◆ Text shown:

=-=-=-=-=

4.6K views 19 replies 14 participants last post by  KingJames3rd  
#1 ·
Hello all, I'm new to woodworking and the forum but an electrician by trade. I've been looking into getting into woodworking and just purchased a 10 inch ryobi table saw I believe the RTS 12. I went that route just because of price to see if I'll stick to woodworking or not before shelling out the big money. My first project is going to be a screen door, I want to build it using half lap joints. I am having a hard time finding a dado throat plate for this saw so before I put my project off until I find the throat plate or swap this saw out for a different one I wanted to ask the question. Is a Dado blade necessary for half lap joint? I don't want to do anything sketchy (I'm all about safety) and I don't mind extra work. I also have a trim router and a circular saw so don't know if it is doable with these. Was just wondering if someone could help point me in the right direction here. Thanks!
 
#2 ·
Welcome to the forum. Unfortunately you are in the same situation as I with a comparable DeWalt saw, you can't use a dado blade/stack with it. In the pdf version of the manual for your saw it is on page 34.

An other way, make cuts with your regular blade, every 1/8 to 1/4" across the area, remove remaining wood with a chisel.
 
#3 ·
Ok cool, thanks. So what you're saying is without a dado blade I can still do this by making multiple cuts but making sure I run the wood all the way through and then smooth it out with a chisel correct? From what I've read and seen in videos is only with a dado blade can you stop the wood in the middle of a cut and pull it back with a table saw.
 
#4 · (Edited)
A dado set would be "nice", but in the absence on one you can take a different approach as follows. You'll need to layout and mark your widths across the boards and divide the thickness be 1/2 to determine the depth. Mark those dimensions on all your pieces because there will be some considerable hand wok/chiseling involved.
Your first crosscut will be at the marked width of the board and at 1/2 the desired depth. Then you make successive crosscuts along the until you reach the end of your board about 1/4" or so apart. Then knock away the waste with a small hammer, then using a sharp chisel par down any high spots. You do this on all your boards ends, KEEPING track of which pieces go on the top and which go on the bottom .... from your previously made marks!

=-=-=-=-=

◆ Records shown:
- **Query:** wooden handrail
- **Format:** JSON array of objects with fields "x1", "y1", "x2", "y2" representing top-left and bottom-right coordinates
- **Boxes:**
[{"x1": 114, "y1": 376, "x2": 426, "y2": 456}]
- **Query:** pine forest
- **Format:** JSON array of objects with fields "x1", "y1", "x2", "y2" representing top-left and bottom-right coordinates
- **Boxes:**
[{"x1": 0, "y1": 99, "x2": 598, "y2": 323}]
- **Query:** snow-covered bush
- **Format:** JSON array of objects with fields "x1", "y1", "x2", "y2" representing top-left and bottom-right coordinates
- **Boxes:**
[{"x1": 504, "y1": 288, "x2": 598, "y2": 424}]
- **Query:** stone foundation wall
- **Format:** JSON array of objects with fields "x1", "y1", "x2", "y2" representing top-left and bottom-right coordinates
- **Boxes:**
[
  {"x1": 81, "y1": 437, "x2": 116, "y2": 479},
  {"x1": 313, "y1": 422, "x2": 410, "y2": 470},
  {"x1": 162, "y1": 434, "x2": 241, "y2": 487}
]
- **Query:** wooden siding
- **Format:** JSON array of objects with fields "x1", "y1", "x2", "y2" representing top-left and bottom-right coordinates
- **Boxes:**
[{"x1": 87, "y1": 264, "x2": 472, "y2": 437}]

=-=-=-=-=

◆ Problems:
1. Reproduce verbatim the records above, from the line containing "- **Query:** wooden siding" through the end of the records.
2. Carry on the forum thread about cutting half lap joints without a dado blade, starting right after its final sentence.

◆ Written answers:
1.
- **Query:** wooden siding
- **Format:** JSON array of objects with fields "x1", "y1", "x2", "y2" representing top-left and bottom-right coordinates
- **Boxes:**
[{"x1": 87, "y1": 264, "x2": 472, "y2": 437}]

2.
OR:

OR:

OR:
 
#6 · (Edited)
Flat ground blade on your saw can do most things a dado setup can do. Just take multiple passes. I use CTM blades and so far have had great success with them although I am getting a new Sawstop PCS this week, maybe next depending on the weather (for delivery) ..I figure that nice, flat table surface will do a MUCH BETTER job keeping those saw teeth inline as opposed to my old crapman slotted aluminum top saw that was like pushing a board up a gravel driveway with an old rope at times.. You may want to invest in a nice router plane to clean up those saw marks..I use a cheapish Chinese router plane, but it's a small Chinese startup that makes some decent woodworking handtools and will actually correspond with American customers.. Router Plane
 
#7 ·
If you use the multiple cut system and a chisel make sure you make a cut across the very end of the board, this serves as a guide for your chisel and you don't have to worry about chipping on the end when breaking the parts off. This is done regularly on construction sites, with practice it will make a tight neat joint.
 
#9 · (Edited)
As stated above, there are lots of ways to cut dados - table saw dado stack, router, etc.

If you use a table saw, you can cut the sides with a single blade to establish the shoulders (edges) of the dado, then use that blade to cut out the area between them. There are a variety of simple jigs you can buy or make for yourself that help you line up the two edges.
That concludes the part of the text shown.